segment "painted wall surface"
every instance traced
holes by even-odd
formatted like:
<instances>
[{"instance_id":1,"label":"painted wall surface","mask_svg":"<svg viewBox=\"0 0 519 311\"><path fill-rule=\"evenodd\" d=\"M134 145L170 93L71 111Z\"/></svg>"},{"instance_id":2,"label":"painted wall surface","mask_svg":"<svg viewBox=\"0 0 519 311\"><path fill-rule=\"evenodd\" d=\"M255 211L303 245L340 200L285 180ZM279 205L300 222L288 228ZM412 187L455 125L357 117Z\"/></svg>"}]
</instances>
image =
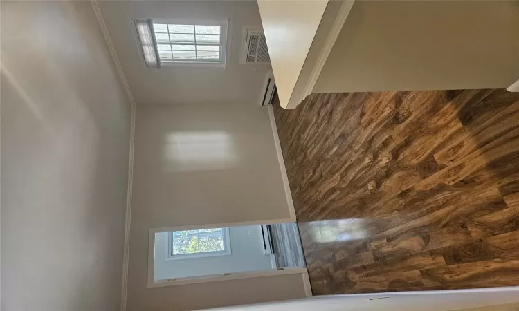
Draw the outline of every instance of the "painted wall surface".
<instances>
[{"instance_id":1,"label":"painted wall surface","mask_svg":"<svg viewBox=\"0 0 519 311\"><path fill-rule=\"evenodd\" d=\"M266 107L143 105L135 142L129 311L304 296L300 274L147 288L150 228L290 217Z\"/></svg>"},{"instance_id":2,"label":"painted wall surface","mask_svg":"<svg viewBox=\"0 0 519 311\"><path fill-rule=\"evenodd\" d=\"M519 3L355 1L313 93L506 88Z\"/></svg>"},{"instance_id":3,"label":"painted wall surface","mask_svg":"<svg viewBox=\"0 0 519 311\"><path fill-rule=\"evenodd\" d=\"M260 102L268 64L239 64L244 26L262 26L255 1L100 1L113 45L137 104ZM226 68L192 66L146 69L130 21L228 20Z\"/></svg>"},{"instance_id":4,"label":"painted wall surface","mask_svg":"<svg viewBox=\"0 0 519 311\"><path fill-rule=\"evenodd\" d=\"M130 105L89 1L2 1L1 310L119 310Z\"/></svg>"},{"instance_id":5,"label":"painted wall surface","mask_svg":"<svg viewBox=\"0 0 519 311\"><path fill-rule=\"evenodd\" d=\"M293 301L222 308L240 311L516 310L519 287L314 296ZM384 298L385 297L385 298ZM367 300L376 298L375 300ZM381 299L383 298L383 299ZM482 308L482 306L493 305ZM513 308L516 308L515 309Z\"/></svg>"},{"instance_id":6,"label":"painted wall surface","mask_svg":"<svg viewBox=\"0 0 519 311\"><path fill-rule=\"evenodd\" d=\"M270 255L263 252L261 226L231 227L229 239L230 255L165 260L167 232L156 234L155 280L272 269Z\"/></svg>"}]
</instances>

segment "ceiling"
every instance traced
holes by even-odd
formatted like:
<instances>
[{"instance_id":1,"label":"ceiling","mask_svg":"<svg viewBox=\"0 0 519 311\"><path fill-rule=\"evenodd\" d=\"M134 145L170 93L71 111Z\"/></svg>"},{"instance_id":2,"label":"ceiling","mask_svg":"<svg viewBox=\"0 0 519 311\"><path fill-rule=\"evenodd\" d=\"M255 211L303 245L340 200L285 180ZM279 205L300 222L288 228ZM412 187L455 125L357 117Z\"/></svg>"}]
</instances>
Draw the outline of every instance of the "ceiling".
<instances>
[{"instance_id":1,"label":"ceiling","mask_svg":"<svg viewBox=\"0 0 519 311\"><path fill-rule=\"evenodd\" d=\"M269 64L239 64L243 27L261 26L256 1L99 1L117 55L138 105L259 104ZM147 69L131 21L228 19L226 68Z\"/></svg>"}]
</instances>

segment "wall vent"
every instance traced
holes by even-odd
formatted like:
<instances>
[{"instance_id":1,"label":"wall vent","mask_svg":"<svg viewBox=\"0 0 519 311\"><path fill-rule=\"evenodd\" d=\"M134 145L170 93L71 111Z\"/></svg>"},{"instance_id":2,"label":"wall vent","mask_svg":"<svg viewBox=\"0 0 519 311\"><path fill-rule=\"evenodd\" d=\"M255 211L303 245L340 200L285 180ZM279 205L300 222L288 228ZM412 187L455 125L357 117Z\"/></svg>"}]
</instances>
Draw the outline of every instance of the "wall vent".
<instances>
[{"instance_id":1,"label":"wall vent","mask_svg":"<svg viewBox=\"0 0 519 311\"><path fill-rule=\"evenodd\" d=\"M266 39L261 28L244 27L242 41L241 64L268 64L271 57Z\"/></svg>"}]
</instances>

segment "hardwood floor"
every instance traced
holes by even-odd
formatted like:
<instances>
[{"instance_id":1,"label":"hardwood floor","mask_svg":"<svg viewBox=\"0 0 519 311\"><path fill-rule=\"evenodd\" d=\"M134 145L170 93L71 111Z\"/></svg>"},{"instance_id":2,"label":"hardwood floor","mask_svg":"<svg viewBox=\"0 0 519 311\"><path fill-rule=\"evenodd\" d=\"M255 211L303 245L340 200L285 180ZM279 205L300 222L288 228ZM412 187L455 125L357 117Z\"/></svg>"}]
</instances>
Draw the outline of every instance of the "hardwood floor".
<instances>
[{"instance_id":1,"label":"hardwood floor","mask_svg":"<svg viewBox=\"0 0 519 311\"><path fill-rule=\"evenodd\" d=\"M295 223L268 225L276 266L304 267L304 256Z\"/></svg>"},{"instance_id":2,"label":"hardwood floor","mask_svg":"<svg viewBox=\"0 0 519 311\"><path fill-rule=\"evenodd\" d=\"M519 285L519 93L273 108L314 294Z\"/></svg>"}]
</instances>

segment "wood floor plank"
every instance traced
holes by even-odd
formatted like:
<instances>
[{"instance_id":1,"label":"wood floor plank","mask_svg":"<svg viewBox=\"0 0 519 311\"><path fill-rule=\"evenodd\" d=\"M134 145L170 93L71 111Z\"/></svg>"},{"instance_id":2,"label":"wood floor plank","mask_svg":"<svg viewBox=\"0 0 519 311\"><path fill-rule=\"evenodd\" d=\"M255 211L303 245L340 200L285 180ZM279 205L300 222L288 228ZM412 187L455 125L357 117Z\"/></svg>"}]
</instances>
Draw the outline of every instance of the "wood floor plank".
<instances>
[{"instance_id":1,"label":"wood floor plank","mask_svg":"<svg viewBox=\"0 0 519 311\"><path fill-rule=\"evenodd\" d=\"M502 251L506 256L519 254L519 231L513 231L486 238L486 243Z\"/></svg>"},{"instance_id":2,"label":"wood floor plank","mask_svg":"<svg viewBox=\"0 0 519 311\"><path fill-rule=\"evenodd\" d=\"M486 122L466 131L449 147L435 154L440 164L448 165L484 147L503 134L519 127L519 101L499 113L489 115Z\"/></svg>"},{"instance_id":3,"label":"wood floor plank","mask_svg":"<svg viewBox=\"0 0 519 311\"><path fill-rule=\"evenodd\" d=\"M478 217L469 220L467 226L475 238L519 230L519 209L508 208Z\"/></svg>"},{"instance_id":4,"label":"wood floor plank","mask_svg":"<svg viewBox=\"0 0 519 311\"><path fill-rule=\"evenodd\" d=\"M495 259L474 263L449 265L420 270L430 285L454 285L486 281L517 281L519 280L519 261Z\"/></svg>"},{"instance_id":5,"label":"wood floor plank","mask_svg":"<svg viewBox=\"0 0 519 311\"><path fill-rule=\"evenodd\" d=\"M507 196L503 198L509 207L519 209L519 193Z\"/></svg>"},{"instance_id":6,"label":"wood floor plank","mask_svg":"<svg viewBox=\"0 0 519 311\"><path fill-rule=\"evenodd\" d=\"M355 289L390 290L424 285L420 271L412 270L362 278L356 282Z\"/></svg>"},{"instance_id":7,"label":"wood floor plank","mask_svg":"<svg viewBox=\"0 0 519 311\"><path fill-rule=\"evenodd\" d=\"M440 191L419 201L419 204L404 205L399 211L399 215L403 223L407 223L444 207L455 207L452 209L455 215L450 215L449 221L447 222L446 218L444 222L445 226L452 226L464 223L471 218L506 209L507 205L498 189L485 191L484 189L487 187L475 186L473 191L457 190L455 188L453 191ZM457 212L458 210L463 211L463 213Z\"/></svg>"},{"instance_id":8,"label":"wood floor plank","mask_svg":"<svg viewBox=\"0 0 519 311\"><path fill-rule=\"evenodd\" d=\"M415 255L400 257L397 260L378 260L375 263L349 269L349 279L356 281L361 278L376 276L392 272L432 268L446 265L441 254L424 252Z\"/></svg>"},{"instance_id":9,"label":"wood floor plank","mask_svg":"<svg viewBox=\"0 0 519 311\"><path fill-rule=\"evenodd\" d=\"M441 254L447 265L504 258L505 252L485 241L473 240L466 244L455 244L437 250Z\"/></svg>"},{"instance_id":10,"label":"wood floor plank","mask_svg":"<svg viewBox=\"0 0 519 311\"><path fill-rule=\"evenodd\" d=\"M519 93L273 108L314 294L519 285Z\"/></svg>"}]
</instances>

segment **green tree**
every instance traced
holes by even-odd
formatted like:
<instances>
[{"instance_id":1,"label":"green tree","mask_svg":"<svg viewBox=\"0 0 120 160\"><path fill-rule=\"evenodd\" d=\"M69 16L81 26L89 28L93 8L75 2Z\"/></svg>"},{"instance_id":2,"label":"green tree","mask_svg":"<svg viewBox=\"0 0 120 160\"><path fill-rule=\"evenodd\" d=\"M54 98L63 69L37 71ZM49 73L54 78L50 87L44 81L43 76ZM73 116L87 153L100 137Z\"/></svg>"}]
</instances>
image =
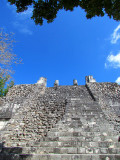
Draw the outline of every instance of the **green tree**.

+ + +

[Problem details] Can you copy out everything from the line containing "segment **green tree**" down to the end of the data, both ends included, with the pictures left out?

[The reply]
segment **green tree**
every instance traced
holes by even-odd
formatted like:
<instances>
[{"instance_id":1,"label":"green tree","mask_svg":"<svg viewBox=\"0 0 120 160\"><path fill-rule=\"evenodd\" d=\"M69 16L81 26L89 28L93 8L75 2Z\"/></svg>"},{"instance_id":2,"label":"green tree","mask_svg":"<svg viewBox=\"0 0 120 160\"><path fill-rule=\"evenodd\" d=\"M54 98L63 69L37 71ZM49 73L54 78L50 87L44 81L43 76ZM73 116L87 153L100 137Z\"/></svg>"}]
</instances>
image =
Draw the outline of every instance of the **green tree**.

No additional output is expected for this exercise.